--- Data shown ---

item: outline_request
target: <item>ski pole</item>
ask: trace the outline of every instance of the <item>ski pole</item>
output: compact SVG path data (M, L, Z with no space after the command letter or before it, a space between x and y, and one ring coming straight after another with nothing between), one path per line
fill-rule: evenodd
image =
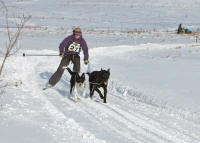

---

— To do —
Return every line above as a JSON list of strings, one string per line, with blank lines skipped. Leave the pictures out.

— Solution to the exercise —
[
  "item: outline_request",
  "target: <item>ski pole</item>",
  "ask: trace the outline of every instance of the <item>ski pole</item>",
  "output: compact SVG path data (M, L, Z with no space after the command letter or before it, a space between x and y, and one ring coming straight after another with nothing between), one path per line",
  "fill-rule: evenodd",
  "image ="
]